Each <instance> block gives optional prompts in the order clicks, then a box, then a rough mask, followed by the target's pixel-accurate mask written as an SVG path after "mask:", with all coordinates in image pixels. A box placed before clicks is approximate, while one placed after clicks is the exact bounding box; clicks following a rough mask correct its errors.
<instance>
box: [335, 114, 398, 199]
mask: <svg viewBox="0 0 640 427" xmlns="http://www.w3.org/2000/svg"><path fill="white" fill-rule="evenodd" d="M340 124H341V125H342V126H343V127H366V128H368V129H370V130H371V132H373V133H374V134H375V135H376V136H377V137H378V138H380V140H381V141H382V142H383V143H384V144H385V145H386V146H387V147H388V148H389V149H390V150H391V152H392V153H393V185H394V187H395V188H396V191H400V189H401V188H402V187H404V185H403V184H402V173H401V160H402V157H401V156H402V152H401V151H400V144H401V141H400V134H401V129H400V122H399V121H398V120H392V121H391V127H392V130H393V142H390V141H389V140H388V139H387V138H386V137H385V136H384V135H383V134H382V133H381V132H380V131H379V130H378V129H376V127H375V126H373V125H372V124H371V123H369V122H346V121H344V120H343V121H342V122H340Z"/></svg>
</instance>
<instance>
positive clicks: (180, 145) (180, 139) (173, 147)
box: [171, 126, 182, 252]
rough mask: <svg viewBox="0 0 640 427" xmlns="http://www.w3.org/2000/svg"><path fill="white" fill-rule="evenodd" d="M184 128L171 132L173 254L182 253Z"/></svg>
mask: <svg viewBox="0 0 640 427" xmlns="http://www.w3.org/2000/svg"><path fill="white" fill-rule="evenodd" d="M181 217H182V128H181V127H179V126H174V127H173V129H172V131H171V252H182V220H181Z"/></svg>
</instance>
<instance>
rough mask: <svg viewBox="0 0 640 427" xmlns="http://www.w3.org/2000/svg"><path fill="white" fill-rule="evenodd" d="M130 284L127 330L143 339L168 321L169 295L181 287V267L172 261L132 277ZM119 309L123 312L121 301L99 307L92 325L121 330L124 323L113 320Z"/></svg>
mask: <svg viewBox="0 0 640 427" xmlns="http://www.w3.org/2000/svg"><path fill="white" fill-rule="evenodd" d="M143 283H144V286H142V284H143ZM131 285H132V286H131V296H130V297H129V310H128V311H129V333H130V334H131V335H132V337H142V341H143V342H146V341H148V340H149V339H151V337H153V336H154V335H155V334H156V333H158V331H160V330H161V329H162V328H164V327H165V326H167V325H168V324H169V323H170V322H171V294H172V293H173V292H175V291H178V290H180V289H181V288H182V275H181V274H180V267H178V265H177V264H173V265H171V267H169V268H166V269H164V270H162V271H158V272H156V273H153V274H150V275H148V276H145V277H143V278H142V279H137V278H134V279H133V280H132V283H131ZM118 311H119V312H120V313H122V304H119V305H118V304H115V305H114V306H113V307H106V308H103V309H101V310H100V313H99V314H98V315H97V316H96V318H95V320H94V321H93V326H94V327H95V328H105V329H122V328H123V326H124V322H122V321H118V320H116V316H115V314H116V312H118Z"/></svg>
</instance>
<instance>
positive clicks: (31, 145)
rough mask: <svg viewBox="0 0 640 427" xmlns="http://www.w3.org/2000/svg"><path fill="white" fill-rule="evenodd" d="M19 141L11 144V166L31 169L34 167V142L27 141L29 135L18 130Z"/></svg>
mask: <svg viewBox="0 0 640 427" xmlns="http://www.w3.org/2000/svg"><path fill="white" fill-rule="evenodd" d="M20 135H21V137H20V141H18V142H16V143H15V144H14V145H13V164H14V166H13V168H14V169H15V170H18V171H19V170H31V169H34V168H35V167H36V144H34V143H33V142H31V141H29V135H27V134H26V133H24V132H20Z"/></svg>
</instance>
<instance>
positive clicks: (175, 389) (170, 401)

□ □ □

:: What the task asks ::
When a line in the data above contains the string "clicks", copy that line.

:: Answer to this problem ::
Each <instance> block gives optional prompts in the order clicks, then a box, then a rough mask, followed by the target's pixel-accurate mask written as an SVG path after "mask:", with all coordinates in image pixels. A box placed before clicks is approximate, while one placed after clicks is the exact bounding box; clicks following a rough mask correct its errors.
positive clicks: (180, 145) (180, 139) (173, 147)
positive clicks: (31, 145)
positive clicks: (175, 389) (170, 401)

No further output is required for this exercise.